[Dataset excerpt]
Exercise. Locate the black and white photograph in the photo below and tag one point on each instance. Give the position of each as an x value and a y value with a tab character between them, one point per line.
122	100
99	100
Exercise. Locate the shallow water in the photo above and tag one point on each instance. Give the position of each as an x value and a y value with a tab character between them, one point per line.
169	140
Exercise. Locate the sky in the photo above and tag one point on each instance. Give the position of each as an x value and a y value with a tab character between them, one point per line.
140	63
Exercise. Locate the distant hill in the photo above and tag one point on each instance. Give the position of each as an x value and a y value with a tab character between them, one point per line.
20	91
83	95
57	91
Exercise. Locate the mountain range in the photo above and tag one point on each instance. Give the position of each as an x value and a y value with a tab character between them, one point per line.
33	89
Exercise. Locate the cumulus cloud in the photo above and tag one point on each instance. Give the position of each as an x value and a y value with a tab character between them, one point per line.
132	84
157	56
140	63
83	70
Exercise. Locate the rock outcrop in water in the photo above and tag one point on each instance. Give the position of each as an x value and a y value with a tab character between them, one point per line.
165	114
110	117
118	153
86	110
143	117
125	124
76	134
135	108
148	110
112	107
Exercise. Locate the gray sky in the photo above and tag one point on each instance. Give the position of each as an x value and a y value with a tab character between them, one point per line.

---

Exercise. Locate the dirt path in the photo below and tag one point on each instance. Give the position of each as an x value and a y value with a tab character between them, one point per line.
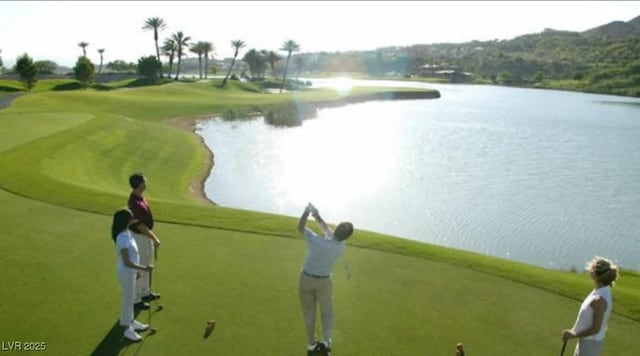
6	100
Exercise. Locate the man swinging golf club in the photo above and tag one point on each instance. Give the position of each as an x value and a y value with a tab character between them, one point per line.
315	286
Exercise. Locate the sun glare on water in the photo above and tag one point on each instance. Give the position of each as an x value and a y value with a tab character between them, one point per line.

◆ **Work to complete**: Reproduce, without any change, the lines of the records from the line containing "Exercise. Locate the rock" through the line containing "Exercise. Locate the gray", including both of those lines.

◆ **Written response**:
Exercise. Locate the rock outcrop in water in the photo above and tag one point on each instance. Give the position of each as an x value and a y value with a tab character between them, one point per line.
165	114
110	117
118	153
86	110
143	117
125	124
76	134
135	108
148	110
112	107
Exercise. Locate the gray sky in the photo above and tag one point on each instance. Give the position of each as an x value and a y value with a tab character between them, one point per line.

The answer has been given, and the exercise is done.